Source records

* start *

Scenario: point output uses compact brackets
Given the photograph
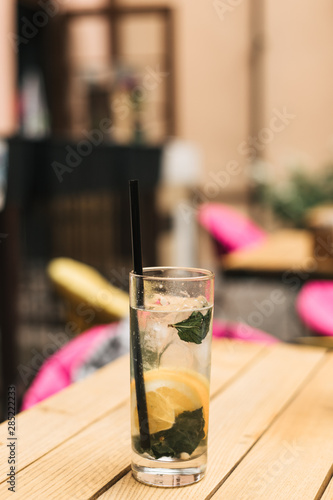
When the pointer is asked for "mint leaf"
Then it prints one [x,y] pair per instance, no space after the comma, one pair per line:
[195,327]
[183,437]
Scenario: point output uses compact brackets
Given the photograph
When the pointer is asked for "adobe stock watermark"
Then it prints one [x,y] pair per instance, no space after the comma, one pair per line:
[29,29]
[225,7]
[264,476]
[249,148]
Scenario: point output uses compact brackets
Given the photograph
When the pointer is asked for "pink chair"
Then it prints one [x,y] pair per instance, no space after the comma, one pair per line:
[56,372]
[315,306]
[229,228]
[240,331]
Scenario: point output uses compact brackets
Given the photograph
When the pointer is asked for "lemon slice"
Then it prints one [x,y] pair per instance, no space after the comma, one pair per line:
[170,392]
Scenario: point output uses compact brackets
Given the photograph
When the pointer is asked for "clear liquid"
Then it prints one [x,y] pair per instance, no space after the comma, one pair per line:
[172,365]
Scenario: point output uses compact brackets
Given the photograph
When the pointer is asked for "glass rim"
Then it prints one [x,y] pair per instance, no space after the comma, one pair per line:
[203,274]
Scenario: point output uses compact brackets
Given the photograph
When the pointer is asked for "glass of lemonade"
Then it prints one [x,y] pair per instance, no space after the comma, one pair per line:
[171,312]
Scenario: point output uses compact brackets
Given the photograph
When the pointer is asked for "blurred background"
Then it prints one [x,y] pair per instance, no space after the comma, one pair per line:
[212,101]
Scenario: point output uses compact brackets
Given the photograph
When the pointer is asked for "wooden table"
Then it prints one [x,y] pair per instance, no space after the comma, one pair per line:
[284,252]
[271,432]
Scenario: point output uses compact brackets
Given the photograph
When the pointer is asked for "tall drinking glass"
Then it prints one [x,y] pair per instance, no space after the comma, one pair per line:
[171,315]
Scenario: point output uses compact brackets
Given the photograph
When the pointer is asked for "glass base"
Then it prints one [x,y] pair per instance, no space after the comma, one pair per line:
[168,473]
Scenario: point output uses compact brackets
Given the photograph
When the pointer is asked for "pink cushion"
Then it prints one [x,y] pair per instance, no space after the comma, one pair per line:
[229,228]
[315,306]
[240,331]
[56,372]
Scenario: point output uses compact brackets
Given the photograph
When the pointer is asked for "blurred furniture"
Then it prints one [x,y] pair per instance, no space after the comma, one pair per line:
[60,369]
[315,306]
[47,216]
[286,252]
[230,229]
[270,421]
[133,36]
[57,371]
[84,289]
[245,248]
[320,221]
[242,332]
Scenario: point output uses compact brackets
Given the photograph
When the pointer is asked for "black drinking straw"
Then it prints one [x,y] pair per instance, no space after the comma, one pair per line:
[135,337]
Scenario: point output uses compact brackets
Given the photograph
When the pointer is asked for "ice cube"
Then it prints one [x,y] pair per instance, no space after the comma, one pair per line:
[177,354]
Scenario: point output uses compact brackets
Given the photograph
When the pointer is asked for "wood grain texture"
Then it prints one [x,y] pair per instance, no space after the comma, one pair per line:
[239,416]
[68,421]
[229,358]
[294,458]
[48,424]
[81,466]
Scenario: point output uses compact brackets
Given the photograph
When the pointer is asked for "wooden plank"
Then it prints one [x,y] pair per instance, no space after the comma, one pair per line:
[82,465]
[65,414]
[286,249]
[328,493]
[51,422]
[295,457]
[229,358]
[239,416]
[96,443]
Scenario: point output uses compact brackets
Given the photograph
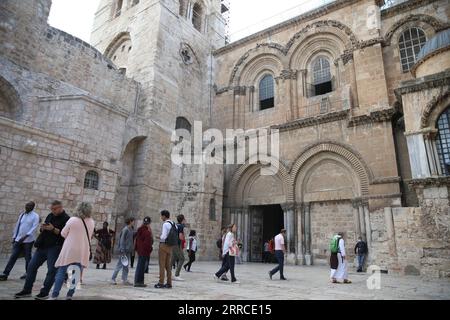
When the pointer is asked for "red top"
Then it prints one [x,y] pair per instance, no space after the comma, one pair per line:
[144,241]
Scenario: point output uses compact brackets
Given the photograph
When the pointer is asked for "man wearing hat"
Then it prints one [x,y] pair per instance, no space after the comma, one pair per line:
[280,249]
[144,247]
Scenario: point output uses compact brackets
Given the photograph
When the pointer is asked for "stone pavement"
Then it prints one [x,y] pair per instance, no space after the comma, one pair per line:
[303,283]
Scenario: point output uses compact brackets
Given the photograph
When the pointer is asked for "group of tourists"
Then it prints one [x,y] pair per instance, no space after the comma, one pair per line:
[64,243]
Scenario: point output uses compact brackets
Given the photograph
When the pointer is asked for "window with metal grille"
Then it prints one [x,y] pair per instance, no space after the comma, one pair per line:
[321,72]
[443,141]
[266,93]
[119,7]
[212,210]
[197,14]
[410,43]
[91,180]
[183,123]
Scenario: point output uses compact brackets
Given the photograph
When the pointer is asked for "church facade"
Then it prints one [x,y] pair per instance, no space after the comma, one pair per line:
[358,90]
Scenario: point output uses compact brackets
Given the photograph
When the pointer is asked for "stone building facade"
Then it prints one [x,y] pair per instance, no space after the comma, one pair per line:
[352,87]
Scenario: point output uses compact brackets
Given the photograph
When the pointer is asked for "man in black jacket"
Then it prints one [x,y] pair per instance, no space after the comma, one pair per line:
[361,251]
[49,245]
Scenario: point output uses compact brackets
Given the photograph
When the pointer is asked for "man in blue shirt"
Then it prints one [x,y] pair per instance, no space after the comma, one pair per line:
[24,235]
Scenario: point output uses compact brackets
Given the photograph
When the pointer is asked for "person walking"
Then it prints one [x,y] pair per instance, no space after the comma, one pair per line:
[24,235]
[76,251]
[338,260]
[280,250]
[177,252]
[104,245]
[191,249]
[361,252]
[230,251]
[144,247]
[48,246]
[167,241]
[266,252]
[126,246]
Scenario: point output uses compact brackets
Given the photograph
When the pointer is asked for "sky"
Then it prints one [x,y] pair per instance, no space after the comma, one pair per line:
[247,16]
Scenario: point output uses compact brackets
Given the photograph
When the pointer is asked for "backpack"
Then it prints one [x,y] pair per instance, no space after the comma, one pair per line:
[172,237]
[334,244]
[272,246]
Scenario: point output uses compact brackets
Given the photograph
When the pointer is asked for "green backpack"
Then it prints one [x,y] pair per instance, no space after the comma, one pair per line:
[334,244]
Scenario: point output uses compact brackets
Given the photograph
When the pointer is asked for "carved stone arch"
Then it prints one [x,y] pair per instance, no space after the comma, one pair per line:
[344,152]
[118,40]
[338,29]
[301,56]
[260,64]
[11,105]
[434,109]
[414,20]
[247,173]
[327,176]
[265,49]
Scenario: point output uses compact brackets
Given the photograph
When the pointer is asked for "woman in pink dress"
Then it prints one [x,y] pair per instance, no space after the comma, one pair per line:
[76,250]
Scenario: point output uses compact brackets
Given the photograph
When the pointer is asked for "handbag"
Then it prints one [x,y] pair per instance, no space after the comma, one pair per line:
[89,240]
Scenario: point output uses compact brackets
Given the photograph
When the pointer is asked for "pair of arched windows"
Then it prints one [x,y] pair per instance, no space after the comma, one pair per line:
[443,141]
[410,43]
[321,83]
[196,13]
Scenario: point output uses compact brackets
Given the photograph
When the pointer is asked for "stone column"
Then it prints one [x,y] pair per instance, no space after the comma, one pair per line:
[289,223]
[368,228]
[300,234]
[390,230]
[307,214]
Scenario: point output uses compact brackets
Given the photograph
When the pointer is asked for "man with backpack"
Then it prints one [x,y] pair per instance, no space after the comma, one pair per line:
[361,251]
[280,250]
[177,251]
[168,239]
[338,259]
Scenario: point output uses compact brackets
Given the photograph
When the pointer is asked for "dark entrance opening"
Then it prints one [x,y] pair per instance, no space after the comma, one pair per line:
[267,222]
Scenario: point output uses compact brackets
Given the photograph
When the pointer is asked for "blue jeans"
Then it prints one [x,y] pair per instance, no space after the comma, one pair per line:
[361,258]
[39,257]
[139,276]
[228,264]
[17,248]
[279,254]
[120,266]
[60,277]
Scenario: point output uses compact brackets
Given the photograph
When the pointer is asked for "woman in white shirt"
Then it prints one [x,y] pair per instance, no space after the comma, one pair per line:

* end *
* start *

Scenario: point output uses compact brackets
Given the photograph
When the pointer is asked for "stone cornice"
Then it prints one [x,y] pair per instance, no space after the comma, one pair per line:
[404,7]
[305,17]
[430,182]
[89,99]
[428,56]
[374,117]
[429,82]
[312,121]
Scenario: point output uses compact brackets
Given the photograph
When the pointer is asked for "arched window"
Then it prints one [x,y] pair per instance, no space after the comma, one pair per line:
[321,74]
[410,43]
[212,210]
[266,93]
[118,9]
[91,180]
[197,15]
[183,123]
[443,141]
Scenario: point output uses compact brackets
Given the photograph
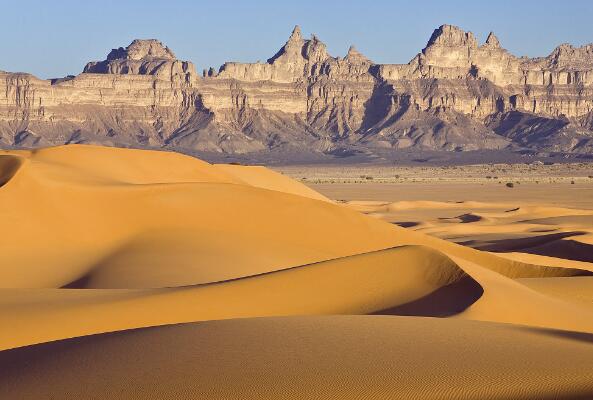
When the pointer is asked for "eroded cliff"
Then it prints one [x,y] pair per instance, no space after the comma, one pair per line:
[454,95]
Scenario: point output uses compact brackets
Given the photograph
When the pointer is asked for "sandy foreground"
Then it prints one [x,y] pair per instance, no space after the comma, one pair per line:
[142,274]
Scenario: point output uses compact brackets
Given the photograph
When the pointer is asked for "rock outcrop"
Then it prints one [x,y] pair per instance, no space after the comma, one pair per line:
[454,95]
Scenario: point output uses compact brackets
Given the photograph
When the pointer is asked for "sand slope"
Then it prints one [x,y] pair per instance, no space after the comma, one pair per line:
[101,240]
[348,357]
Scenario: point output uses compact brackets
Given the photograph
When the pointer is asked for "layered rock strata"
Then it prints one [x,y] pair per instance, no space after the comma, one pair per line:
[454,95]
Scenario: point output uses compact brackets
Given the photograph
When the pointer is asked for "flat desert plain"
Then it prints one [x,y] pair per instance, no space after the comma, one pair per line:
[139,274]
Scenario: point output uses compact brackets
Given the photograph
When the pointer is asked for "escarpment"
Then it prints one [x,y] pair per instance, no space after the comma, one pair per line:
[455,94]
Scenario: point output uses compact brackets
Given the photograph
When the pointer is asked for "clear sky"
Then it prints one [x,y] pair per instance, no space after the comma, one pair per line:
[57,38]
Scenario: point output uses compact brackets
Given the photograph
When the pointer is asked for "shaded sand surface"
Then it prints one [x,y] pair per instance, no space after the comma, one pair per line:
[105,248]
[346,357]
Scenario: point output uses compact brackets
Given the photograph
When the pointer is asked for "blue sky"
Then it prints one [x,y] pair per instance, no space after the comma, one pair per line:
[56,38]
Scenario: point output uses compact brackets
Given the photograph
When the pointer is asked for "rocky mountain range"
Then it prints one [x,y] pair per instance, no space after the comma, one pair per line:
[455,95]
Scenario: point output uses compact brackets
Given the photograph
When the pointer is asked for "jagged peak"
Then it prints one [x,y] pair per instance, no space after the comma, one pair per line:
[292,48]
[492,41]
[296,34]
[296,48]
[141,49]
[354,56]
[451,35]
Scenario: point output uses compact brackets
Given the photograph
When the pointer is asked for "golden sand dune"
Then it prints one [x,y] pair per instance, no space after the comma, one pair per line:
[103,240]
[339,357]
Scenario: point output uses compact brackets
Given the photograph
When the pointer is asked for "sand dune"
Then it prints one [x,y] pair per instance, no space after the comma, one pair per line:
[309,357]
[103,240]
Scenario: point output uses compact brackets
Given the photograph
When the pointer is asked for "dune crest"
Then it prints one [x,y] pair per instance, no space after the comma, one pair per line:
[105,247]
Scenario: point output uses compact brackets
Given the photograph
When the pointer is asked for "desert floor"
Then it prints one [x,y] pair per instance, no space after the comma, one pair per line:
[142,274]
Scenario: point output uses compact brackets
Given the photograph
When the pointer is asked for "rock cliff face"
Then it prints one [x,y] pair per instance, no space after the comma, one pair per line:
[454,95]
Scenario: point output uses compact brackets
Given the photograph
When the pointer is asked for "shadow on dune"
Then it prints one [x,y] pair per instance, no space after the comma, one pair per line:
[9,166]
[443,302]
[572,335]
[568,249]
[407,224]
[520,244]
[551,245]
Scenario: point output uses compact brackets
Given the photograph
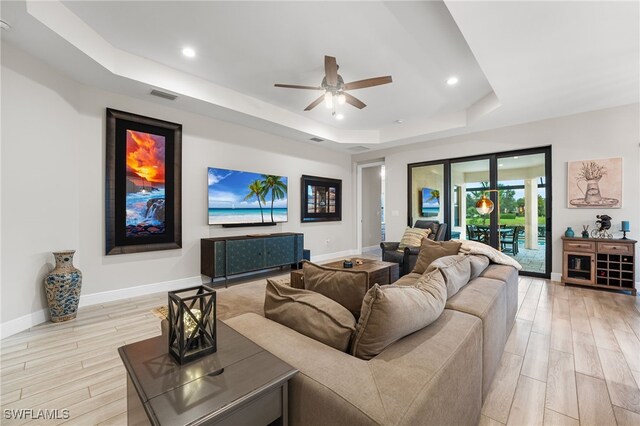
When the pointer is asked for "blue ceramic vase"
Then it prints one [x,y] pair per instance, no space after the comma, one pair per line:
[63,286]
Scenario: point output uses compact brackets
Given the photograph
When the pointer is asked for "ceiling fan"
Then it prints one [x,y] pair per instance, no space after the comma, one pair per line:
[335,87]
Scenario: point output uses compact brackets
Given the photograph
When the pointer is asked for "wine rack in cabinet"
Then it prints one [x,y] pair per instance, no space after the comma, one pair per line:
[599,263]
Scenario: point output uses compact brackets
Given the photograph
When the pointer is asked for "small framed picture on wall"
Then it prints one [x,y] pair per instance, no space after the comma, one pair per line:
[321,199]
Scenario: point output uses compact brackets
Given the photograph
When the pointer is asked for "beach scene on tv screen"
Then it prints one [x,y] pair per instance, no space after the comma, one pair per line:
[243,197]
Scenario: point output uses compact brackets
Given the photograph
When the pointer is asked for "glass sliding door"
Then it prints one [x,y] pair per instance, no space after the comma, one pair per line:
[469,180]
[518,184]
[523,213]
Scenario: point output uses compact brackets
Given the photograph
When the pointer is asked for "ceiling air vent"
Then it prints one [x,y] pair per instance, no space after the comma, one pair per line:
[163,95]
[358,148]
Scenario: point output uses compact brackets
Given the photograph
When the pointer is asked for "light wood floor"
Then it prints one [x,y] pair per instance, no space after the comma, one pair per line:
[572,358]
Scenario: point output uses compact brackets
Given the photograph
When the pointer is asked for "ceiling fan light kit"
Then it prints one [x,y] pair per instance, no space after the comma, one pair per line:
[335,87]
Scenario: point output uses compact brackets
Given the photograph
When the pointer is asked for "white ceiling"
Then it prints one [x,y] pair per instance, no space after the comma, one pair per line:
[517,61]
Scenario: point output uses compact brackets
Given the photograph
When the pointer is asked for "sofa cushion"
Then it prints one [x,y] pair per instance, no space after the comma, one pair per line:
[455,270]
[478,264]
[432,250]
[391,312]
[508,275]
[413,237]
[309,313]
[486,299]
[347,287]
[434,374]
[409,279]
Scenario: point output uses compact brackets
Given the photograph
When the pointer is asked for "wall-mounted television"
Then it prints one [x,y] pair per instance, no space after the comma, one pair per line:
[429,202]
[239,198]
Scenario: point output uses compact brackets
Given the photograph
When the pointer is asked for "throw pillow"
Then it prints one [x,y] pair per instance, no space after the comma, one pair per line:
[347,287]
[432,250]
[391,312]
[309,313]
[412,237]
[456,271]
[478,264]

* end *
* start *

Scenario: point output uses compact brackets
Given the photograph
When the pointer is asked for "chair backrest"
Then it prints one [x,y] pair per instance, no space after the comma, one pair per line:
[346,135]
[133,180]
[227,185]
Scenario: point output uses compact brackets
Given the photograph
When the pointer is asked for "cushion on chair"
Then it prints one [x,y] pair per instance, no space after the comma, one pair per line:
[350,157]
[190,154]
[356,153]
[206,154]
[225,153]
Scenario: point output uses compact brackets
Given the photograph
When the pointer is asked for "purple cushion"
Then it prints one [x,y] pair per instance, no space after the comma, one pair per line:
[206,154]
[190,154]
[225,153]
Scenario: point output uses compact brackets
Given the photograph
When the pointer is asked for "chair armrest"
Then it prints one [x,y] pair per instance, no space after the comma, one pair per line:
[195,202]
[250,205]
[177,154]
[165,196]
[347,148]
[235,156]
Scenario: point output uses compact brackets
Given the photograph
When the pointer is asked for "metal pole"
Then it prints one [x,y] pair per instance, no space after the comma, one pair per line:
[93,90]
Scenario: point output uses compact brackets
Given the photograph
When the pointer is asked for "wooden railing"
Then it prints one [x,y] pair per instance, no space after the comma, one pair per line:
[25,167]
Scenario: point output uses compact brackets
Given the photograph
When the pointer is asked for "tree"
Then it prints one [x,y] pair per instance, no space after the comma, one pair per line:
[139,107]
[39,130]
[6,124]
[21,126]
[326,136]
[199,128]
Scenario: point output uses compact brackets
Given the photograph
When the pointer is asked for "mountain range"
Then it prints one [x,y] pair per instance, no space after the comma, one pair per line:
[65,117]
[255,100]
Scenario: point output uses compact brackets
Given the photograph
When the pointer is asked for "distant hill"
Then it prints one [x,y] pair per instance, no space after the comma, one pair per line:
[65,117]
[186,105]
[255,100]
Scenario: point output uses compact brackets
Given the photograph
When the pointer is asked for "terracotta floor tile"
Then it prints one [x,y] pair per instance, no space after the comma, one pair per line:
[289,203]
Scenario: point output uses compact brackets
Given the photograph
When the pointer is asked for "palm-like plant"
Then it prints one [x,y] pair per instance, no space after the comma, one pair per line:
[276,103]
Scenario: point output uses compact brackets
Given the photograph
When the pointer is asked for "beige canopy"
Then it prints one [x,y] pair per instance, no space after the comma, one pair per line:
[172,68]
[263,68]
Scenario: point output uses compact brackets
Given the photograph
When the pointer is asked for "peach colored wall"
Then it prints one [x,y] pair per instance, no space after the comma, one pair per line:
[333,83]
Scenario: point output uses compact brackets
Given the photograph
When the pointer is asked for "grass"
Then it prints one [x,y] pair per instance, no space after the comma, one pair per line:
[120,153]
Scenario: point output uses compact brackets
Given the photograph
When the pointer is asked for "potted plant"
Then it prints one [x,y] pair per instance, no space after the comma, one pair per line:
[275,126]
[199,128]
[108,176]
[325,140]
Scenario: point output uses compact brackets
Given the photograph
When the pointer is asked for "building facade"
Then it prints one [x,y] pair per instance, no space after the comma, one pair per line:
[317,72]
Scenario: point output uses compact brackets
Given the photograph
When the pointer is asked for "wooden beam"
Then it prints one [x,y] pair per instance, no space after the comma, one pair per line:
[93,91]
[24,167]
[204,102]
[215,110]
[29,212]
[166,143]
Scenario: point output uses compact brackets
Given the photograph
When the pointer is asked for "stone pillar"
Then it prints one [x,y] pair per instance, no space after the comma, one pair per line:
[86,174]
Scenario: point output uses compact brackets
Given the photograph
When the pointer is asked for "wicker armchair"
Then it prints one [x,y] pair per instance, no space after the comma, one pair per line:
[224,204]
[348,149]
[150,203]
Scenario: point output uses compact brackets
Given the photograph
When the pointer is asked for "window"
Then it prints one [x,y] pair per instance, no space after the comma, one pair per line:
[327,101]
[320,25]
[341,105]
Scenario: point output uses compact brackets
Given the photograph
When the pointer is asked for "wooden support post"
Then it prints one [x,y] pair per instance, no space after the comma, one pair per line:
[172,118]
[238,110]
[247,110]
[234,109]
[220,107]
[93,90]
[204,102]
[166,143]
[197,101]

* end *

## JOB
Report every line of the items that contains the string "mountain", matching case exactly, and copy each such line in full.

## WRITTEN RESPONSE
When the pointer is asked for "rocky mountain range"
When the pointer is asked for "mountain range"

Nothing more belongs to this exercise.